— start of PROVIDED PASSAGE —
Was wondering if the chances of falling victim to a Spectre like attack is less if your running OSX?
Thanks
Don’t patch your private systems for Spectre/Meltdown/etc. with those stupid microcode updates and please also disable the OS Integration. It just doesn’t make any sense for a system that sits under your desk:
- Spectre/Meltdown/etc is over 1 year old and there is still no real world PoC available that works out of the box. Just use an up-to-date browser and your safe.
- It cripples the performance
- There are so many Privilege escalations for Windows/macOS/Linux. So why should anyone waste time and use a highly sophisticated “bug” when you could steal the Information with less effort?
Wonder if there is any performance data for what ever microcode updates that are out there? I would down grade my system if I knew which ones were best…
There are enough benchmarks out there. just use the latest non Spectre ucode and you are good. normally every new ucode update makes the pc a Little bit slower this is why overclockers mostly tend to strip their BIOS from ucodes or use a specific version
Oh god 906EA please be better than D6 crap.
Doubt the 906EA will improve anything, it’s been half a year of reduced performance and wrong ring multis for my 8700K. Last one that was decent was B4 I think.
When I mod a Z390 BIOS for performance, I use the AE and BE microcodes.
These were the last not to produced reduced performance.
But honestly it only really matters in benchmarks etc. It really matters little in day to day use and the new microcodes usually have security patches etc. that for some are more important.
— end of PROVIDED PASSAGE —
[SET PROBLEM A] Name every operating system mentioned in the forum thread on Spectre microcode updates.
[SET PROBLEM B] Write the next post in the forum thread on Spectre microcode updates, picking up after its final post.
— start of MATERIAL SUPPLIED —
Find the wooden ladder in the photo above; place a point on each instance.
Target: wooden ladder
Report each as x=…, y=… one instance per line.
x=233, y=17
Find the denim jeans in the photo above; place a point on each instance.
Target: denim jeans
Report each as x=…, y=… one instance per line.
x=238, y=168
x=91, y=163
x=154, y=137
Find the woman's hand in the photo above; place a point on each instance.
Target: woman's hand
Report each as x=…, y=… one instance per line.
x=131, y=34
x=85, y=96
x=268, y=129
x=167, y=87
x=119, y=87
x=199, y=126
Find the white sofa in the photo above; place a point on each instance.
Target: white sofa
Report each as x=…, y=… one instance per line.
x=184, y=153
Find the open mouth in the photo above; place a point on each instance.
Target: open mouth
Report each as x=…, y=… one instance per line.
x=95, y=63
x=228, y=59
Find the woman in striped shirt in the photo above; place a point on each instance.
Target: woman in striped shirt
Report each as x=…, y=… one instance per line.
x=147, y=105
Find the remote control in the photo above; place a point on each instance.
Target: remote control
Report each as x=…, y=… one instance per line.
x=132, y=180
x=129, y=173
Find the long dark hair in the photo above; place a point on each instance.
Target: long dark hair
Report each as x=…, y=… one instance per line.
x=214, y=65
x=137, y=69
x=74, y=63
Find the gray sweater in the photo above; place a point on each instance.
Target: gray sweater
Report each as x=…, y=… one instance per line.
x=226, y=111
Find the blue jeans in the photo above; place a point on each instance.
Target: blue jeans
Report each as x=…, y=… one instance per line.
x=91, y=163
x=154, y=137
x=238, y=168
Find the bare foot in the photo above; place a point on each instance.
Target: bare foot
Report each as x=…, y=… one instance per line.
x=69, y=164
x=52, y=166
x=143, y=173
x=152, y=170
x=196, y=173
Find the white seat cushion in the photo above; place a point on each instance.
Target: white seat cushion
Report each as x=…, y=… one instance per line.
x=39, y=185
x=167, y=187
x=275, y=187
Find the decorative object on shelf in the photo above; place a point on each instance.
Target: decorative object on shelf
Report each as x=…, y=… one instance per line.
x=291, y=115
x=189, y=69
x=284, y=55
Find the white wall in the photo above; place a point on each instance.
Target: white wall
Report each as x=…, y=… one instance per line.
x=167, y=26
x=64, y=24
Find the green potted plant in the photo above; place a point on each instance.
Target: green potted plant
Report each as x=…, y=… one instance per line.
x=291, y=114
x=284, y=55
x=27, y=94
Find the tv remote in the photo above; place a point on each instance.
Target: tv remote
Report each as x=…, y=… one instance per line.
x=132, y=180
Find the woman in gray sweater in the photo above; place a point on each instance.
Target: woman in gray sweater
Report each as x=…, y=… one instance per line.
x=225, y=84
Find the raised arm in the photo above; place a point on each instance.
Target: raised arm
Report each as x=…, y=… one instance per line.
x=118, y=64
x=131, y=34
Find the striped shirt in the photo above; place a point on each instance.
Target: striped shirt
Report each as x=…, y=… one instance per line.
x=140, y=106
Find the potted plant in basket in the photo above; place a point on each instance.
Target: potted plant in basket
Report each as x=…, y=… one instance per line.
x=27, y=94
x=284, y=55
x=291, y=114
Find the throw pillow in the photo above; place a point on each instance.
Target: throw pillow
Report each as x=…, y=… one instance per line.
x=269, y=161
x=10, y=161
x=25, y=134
— end of MATERIAL SUPPLIED —
— start of MATERIAL SUPPLIED —
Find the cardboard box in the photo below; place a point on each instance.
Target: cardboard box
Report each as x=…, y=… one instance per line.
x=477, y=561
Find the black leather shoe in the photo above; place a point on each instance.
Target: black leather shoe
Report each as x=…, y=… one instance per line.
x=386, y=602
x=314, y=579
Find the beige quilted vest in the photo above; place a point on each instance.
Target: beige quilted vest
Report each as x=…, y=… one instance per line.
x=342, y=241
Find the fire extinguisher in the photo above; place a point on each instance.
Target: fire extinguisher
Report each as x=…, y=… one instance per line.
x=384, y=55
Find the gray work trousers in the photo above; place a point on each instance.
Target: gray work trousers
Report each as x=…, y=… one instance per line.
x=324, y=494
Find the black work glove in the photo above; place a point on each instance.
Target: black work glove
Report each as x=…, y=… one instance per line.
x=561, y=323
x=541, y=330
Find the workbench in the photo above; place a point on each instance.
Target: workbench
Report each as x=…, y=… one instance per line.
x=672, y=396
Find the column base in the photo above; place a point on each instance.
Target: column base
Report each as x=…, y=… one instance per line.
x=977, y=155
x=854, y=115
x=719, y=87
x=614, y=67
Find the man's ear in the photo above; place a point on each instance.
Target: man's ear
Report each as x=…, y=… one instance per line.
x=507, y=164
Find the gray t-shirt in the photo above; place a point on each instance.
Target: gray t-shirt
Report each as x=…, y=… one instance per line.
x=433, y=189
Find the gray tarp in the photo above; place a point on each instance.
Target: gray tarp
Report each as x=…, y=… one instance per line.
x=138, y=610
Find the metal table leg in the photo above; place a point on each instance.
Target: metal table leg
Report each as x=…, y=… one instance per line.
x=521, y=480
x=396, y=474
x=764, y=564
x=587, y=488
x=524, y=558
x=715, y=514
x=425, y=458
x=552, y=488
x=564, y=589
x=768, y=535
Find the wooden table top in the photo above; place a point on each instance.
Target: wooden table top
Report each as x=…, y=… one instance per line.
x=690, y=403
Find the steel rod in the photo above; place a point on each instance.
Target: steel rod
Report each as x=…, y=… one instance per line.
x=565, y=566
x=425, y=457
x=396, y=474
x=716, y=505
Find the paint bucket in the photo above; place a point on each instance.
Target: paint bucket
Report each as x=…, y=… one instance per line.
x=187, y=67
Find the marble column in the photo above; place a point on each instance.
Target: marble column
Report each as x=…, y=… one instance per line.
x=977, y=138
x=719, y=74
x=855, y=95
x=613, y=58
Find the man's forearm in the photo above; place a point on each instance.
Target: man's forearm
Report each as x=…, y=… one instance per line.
— end of MATERIAL SUPPLIED —
— start of MATERIAL SUPPLIED —
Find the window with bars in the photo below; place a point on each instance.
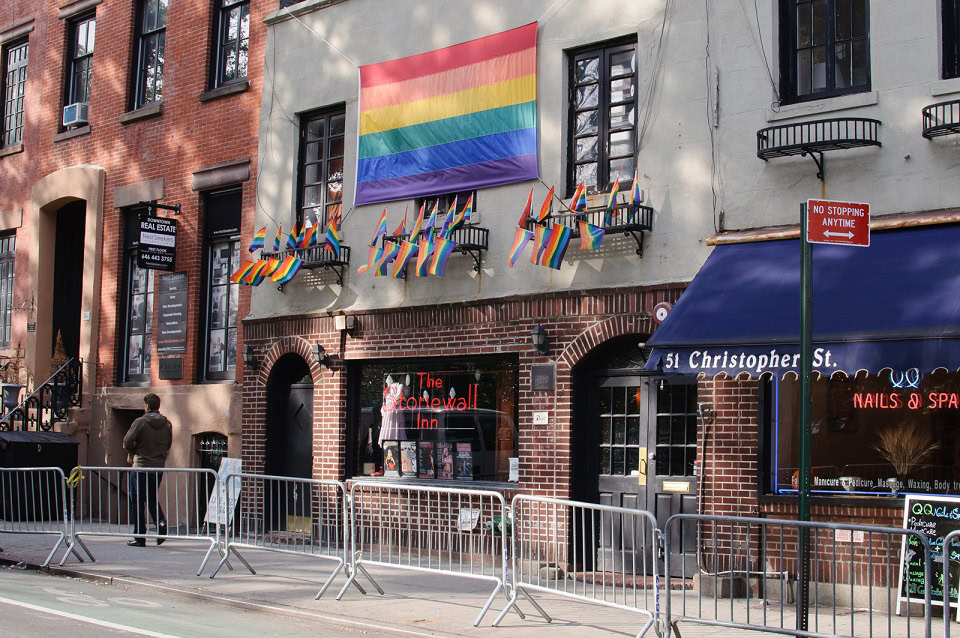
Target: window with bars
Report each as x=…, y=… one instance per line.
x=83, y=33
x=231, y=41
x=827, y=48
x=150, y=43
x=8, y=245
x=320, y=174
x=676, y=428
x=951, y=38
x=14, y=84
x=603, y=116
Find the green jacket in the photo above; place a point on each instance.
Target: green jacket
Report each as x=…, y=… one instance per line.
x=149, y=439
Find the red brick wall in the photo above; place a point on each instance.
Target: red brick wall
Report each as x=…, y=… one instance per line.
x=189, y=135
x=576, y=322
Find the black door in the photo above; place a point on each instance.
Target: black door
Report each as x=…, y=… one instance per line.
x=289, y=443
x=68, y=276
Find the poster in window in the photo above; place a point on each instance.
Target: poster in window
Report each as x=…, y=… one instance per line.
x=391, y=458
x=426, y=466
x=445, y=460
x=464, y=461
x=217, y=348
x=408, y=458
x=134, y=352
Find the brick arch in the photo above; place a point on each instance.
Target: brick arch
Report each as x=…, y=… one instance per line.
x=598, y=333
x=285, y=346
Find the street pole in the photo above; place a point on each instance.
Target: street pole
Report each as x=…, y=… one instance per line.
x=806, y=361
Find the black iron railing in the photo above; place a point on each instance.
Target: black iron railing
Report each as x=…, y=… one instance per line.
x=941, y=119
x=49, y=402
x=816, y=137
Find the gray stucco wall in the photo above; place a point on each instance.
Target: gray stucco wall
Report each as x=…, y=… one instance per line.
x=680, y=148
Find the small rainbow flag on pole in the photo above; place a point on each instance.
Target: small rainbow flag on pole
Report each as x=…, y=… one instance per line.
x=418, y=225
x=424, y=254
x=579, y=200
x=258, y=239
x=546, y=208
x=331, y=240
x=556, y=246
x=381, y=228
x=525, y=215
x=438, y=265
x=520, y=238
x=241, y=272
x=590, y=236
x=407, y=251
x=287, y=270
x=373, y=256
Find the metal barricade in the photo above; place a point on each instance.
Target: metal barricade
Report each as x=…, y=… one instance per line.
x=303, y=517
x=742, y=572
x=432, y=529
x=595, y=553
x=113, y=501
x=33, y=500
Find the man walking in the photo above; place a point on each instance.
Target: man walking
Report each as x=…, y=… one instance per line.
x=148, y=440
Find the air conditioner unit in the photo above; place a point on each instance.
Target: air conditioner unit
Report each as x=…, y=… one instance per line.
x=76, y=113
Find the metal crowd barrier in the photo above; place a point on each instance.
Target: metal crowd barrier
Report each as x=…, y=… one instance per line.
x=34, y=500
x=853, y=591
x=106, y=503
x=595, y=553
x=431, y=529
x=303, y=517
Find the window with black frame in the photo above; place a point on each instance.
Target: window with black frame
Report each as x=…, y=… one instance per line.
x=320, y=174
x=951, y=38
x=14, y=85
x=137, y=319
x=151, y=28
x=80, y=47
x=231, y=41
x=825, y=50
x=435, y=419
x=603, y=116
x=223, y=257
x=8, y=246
— end of MATERIAL SUPPLIED —
[EXERCISE OUTPUT A] OSX, Windows, macOS, Linux

[EXERCISE OUTPUT B]
The reduced performance is also seen under Windows with some software that I use
With Cascade Lake-X, I am using old microcode, the latest ones are too bad
More for overclocking than direct performance at the same freq. Thing barely overclocks anymore, D6 made me downgrade from 4.8core/4.7cache to -100mhz on each with MORE voltage than it needed for faster with prior mcodes… yet to try with DE that testing starts tonight… id drop all this crap long ago and stick with like 84 or something that was GOOD, but stupid Microsoft likes to control your PC and blame security paranoia, so they end up shoving the current mcodes onto it anyway. (its MY system, let ME choose what to have or not to have)
I already flashed the DE and was not expecting any improvement, even if there is a possibility to improve the performance Intel will not do it, otherwise no one will buy newer CPUs.
Any how I didn’t notice any improvement or slower performance CPUID is cpu906E9.
Any release notes?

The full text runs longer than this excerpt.